[DATA ENTRIES start]

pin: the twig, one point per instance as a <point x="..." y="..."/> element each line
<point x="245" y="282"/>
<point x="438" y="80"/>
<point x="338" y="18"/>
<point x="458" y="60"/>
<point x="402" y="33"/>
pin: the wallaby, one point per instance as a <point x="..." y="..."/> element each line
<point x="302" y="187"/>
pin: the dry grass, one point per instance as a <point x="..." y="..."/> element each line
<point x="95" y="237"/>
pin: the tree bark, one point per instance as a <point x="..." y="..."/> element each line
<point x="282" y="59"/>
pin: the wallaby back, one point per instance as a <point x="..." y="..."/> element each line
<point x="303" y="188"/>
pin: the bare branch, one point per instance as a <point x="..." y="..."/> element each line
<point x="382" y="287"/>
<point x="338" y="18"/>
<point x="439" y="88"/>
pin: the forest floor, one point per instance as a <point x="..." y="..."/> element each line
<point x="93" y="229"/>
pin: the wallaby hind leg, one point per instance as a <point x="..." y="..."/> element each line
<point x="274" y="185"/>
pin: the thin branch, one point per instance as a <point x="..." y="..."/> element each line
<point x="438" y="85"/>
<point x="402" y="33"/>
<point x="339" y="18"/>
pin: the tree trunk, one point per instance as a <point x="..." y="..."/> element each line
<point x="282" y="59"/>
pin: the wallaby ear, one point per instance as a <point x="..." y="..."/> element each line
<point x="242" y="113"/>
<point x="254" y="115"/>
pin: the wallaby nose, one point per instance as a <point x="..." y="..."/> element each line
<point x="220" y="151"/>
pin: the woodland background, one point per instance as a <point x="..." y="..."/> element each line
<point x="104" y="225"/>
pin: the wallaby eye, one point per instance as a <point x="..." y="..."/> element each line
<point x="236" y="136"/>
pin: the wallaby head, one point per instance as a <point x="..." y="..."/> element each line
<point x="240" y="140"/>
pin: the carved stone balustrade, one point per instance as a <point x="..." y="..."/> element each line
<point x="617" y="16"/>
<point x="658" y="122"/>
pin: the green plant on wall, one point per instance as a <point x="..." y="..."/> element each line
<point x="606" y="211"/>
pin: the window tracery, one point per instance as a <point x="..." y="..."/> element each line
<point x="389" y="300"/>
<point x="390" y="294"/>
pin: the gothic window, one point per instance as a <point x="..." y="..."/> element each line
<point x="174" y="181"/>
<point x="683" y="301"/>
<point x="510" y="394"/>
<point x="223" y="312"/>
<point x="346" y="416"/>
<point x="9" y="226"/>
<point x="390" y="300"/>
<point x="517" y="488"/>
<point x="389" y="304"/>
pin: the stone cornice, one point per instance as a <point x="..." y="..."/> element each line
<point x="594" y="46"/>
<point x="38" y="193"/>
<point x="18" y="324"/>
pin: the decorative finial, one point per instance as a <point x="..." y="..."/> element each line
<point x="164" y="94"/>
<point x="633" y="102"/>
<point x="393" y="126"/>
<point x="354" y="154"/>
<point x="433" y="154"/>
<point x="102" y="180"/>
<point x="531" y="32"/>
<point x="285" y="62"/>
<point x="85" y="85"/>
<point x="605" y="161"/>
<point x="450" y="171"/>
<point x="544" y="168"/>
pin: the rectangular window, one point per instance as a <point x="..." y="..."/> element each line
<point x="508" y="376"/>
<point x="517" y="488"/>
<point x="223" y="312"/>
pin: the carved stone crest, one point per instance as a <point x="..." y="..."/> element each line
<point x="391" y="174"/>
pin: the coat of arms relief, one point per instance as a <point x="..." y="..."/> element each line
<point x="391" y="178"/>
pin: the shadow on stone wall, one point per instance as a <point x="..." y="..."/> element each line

[DATA ENTRIES end]

Copy out all of the data above, word for word.

• _RESULT BELOW_
pin: the twig, one point per instance as a <point x="..." y="..."/> element each line
<point x="245" y="282"/>
<point x="438" y="80"/>
<point x="338" y="18"/>
<point x="458" y="60"/>
<point x="402" y="33"/>
pin: the wallaby, one point per instance as a <point x="..." y="..."/> element each line
<point x="302" y="187"/>
pin: the dry grass, one point per instance as a <point x="..." y="..."/> element each line
<point x="95" y="237"/>
pin: the tree bark, one point per instance as a <point x="..." y="..."/> element each line
<point x="282" y="59"/>
pin: the wallaby back, one point per instance as a <point x="..." y="..."/> element each line
<point x="303" y="188"/>
pin: the bare branch, one point per instance as a <point x="..." y="..."/> element each line
<point x="382" y="287"/>
<point x="338" y="18"/>
<point x="439" y="88"/>
pin: the forest floor, one point per instance as a <point x="..." y="..."/> element each line
<point x="93" y="229"/>
pin: the wallaby hind leg, one point per instance as a <point x="..." y="..."/> element each line
<point x="274" y="185"/>
pin: the thin branch, one point per instance as a <point x="..." y="..."/> element each line
<point x="438" y="85"/>
<point x="402" y="33"/>
<point x="339" y="18"/>
pin: the tree trunk, one point per instance as a <point x="..." y="..."/> element each line
<point x="282" y="59"/>
pin: the wallaby ear, one point per instance as a <point x="..." y="..."/> element each line
<point x="242" y="113"/>
<point x="254" y="115"/>
pin: the wallaby nose, one point per instance as a <point x="..." y="..."/> element each line
<point x="220" y="151"/>
pin: the woodland background, one point per instance as a <point x="..." y="..."/> element each line
<point x="104" y="225"/>
pin: the wallaby eye, one point per instance as a <point x="..." y="..."/> element each line
<point x="236" y="136"/>
pin: the wallaby head, one point per instance as a <point x="..." y="..."/> element each line
<point x="240" y="140"/>
pin: the carved stone balustrade, one point per instance as a <point x="..." y="..."/> element each line
<point x="617" y="16"/>
<point x="658" y="122"/>
pin: the green plant on wall, one point per instance as a <point x="..." y="..."/> element each line
<point x="606" y="211"/>
pin: the window tracery, one point per instance as a <point x="..." y="..."/> element each line
<point x="389" y="300"/>
<point x="390" y="294"/>
pin: the gothic window, one point per instance as a <point x="..." y="..."/> element each line
<point x="174" y="181"/>
<point x="683" y="301"/>
<point x="510" y="394"/>
<point x="223" y="312"/>
<point x="346" y="416"/>
<point x="9" y="226"/>
<point x="390" y="300"/>
<point x="517" y="488"/>
<point x="389" y="304"/>
pin: the stone cornice, one point per instance as a <point x="..." y="..."/> element each line
<point x="594" y="46"/>
<point x="38" y="193"/>
<point x="18" y="324"/>
pin: the decorative finial, one point per instance as a <point x="..." y="..."/> element each line
<point x="164" y="94"/>
<point x="633" y="102"/>
<point x="393" y="126"/>
<point x="354" y="154"/>
<point x="433" y="154"/>
<point x="102" y="180"/>
<point x="531" y="32"/>
<point x="285" y="62"/>
<point x="85" y="85"/>
<point x="605" y="161"/>
<point x="450" y="171"/>
<point x="544" y="168"/>
pin: the rectangular window, one point per instance as a <point x="..." y="..."/> element each line
<point x="508" y="376"/>
<point x="517" y="488"/>
<point x="223" y="312"/>
pin: the carved stone crest, one point per instance as a <point x="..." y="..."/> element each line
<point x="391" y="174"/>
pin: the coat of arms relief, one point per instance as a <point x="..." y="..."/> element each line
<point x="391" y="178"/>
pin: the shadow on stone wall, one point per instance as a <point x="..." y="..."/> element each line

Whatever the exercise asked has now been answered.